• Task A: List the DM-RS port numbers that the passage on LTE-Advanced downlink signaling assigns to CDM group 2.
• Task B: Carry the passage on LTE-Advanced downlink signaling forward, starting after its last sentence.

• Text passage:
For the next generation mobile communications system, e.g., IMT-advanced (International Mobile Telecommunications) and/or LTE-Advanced, which is an evolution of LTE, support for bandwidths of up to 100 MHz is being considered. In both LTE and LTE-Advanced, radio base stations are known as eNBs or eNodeBs, where “e” stands for evolved. Furthermore, multiple antennas with precoding/beamforming technology can be used in order to provide high data rates to user equipments. Thus, LTE and LTE-Advanced are both examples of MIMO (Multiple-Input, Multiple-Output) radio systems. Another example of a MIMO and OFDM based system is WiMAX (Worldwide Interoperability for Microwave Access).
In LTE-Advanced, as specified in 3GPP Release 10 (Rel-10), e.g., Technical Specification 36.814 V1.5.0 (2009-11), in order to fulfill LTE-Advanced downlink peak spectral efficiency of 30 bps/Hz, up to eight layer transmission will be supported using advanced 8×8 high-order MIMO. It is also agreed in Rel-10 that up to eight UE-specific reference signals (called demodulation RS or DM-RS) should be introduced for the purpose of channel demodulation. So far, DM-RS rank 1-8 pattern with normal CP (cyclic prefix) has been decided, as shown in FIG. 1.
A total of eight DM-RS ports are defined, multiplexed by CDM+FDM (code and frequency division multiplexing). The DM-RS overhead will be the same, i.e., twelve resource elements (RE) per layer. Up to two CDM groups are supported, FDM. Each CDM group has up to four DM-RS ports. DM-RS port numbering is defined as CDM group 1: ports 7/8/11/13; and CDM group 2: ports 9/10/12/14. Orthogonal cover codes (OCC) are defined across the time domain only.
FIG. 1 depicts a DM-RS pattern supporting up to rank eight transmission. In the case of Rel-9 dual layer beamforming, i.e., downlink transmission mode eight (TM8), only CDM group 1 (denoted by the numeral “1”) is used while the REs reserved for CDM group 2 (denoted by the numeral “2”) are used for data transmission.
Downlink Control Information (DCI) format 2B has been defined in 3GPP TS 36.212 v9.0.0 (2009-12), the disclosure of which is incorporated herein by reference in its entirety. DCI format 2B enables dynamic rank adaptation between rank-1 and rank-2, as well as transparent configuration of single-user (SU) case and multi-user (MU) case, where DM-RS ports 7/8 with up to two scrambling sequences are dynamically allocated. FIG. 2 depicts a table 10 listing different application cases that are implicitly indicated by some information carried in DCI format 2B. The information is encoded by disabled/enabled transport blocks (TB) 12, a 1-bit new data indicator (NDI) 14, and a 1-bit scrambling identity (SI) 16. These bits encode the information listed in the “Message” column.

SUMMARY

According to one or more embodiments disclosed and claimed herein, minimal extension of DCI format 2B is proposed, to support Rel-10 functionalities, e.g. single cell MIMO, CoMP or possibly relaying/HetNet.
In disclosed embodiments, a new DCI format is proposed in Rel-10 to support Rel-10 MIMO transmission. In some embodiments, only two extra bits are introduced in a DCI format otherwise identical to format 2B, to signal rank up to eight, by reusing the SI bit 16 while at the same time supporting different MU-MIMO dimensioning for the important case of rank-1 and rank-2. This new DCI format can potentially support not only single cell downlink transmission, but also some other Rel-10 functionalities, e.g. CoMP or relaying/HetNet.

• Data lines:
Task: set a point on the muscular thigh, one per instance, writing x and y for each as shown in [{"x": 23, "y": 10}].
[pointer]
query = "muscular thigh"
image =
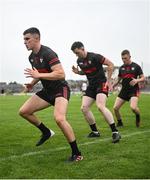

• Task result A: 9, 10, 12, 14

• Task result B:
One embodiment relates to a method in a transmitter for indicating to a receiver a number of signaling layers used in a downlink transmission from the transmitter by signaling a message in a DCI format. Transmitted in the DCI format are two bits indicating the number of layers used in the downlink transmission.
Another embodiment relates to a method in a receiver for enabling the receiver to determine the number of layers used in downlink transmission. A message is received in a DCI format comprising two bits indicating the number of layers. The receiver is configured to receive data according to the DCI and the number of layers.
Yet another embodiment relates to a transmitter operative to indicate to a receiver a number of signaling layers used in a downlink transmission from the transmitter. The transmitter includes a signaling circuit operative to signal a message in a DCI format comprising two bits indicating a number of layers in the downlink transmission.
Still another embodiment relates to receiver operative to determine a number of layers used in a downlink transmission. The receiver includes a receiving circuit operative to receive a message in a DCI format comprising two bits indicating a number of layers. The receiver further includes a configuring circuit operative to configure the receiver to receive data according to the DCI and number of layers.

BRIEF DESCRIPTION OF THE DRAWINGS

FIG. 1 is a functional block diagram of a prior art DM-RS pattern supporting up to rank eight transmission.

FIG. 2 is a table depicting the encoding of DCI bits according to prior art DCI format 2B, and application cases signaled.

FIG. 3 is a functional block diagram of a transmitter and receiver in a wireless communication network, with the transmitter transmitting DCI bits according to one embodiment of the present invention.

FIG. 4 is a table depicting one encoding of DCI bits, and application cases signaled, according to one embodiment of the present invention.

FIG. 5 is a table depicting one encoding of DCI bits, and application cases signaled, according to another embodiment of the present invention.

FIG. 6 is a table depicting one encoding of DCI bits, and application cases signaled, according to yet another embodiment of the present invention.

FIG. 7 is a table depicting one encoding of DCI bits, and application cases signaled, according to still another embodiment of the present invention.

FIG. 8 is a flow diagram of a method by a transmitter of indicating to a receiver a number of signaling layers used in a downlink transmission from the transmitter.

FIG. 9 is a flow diagram of a method by a receiver of determining the number of layers used in downlink transmission from a transmitter.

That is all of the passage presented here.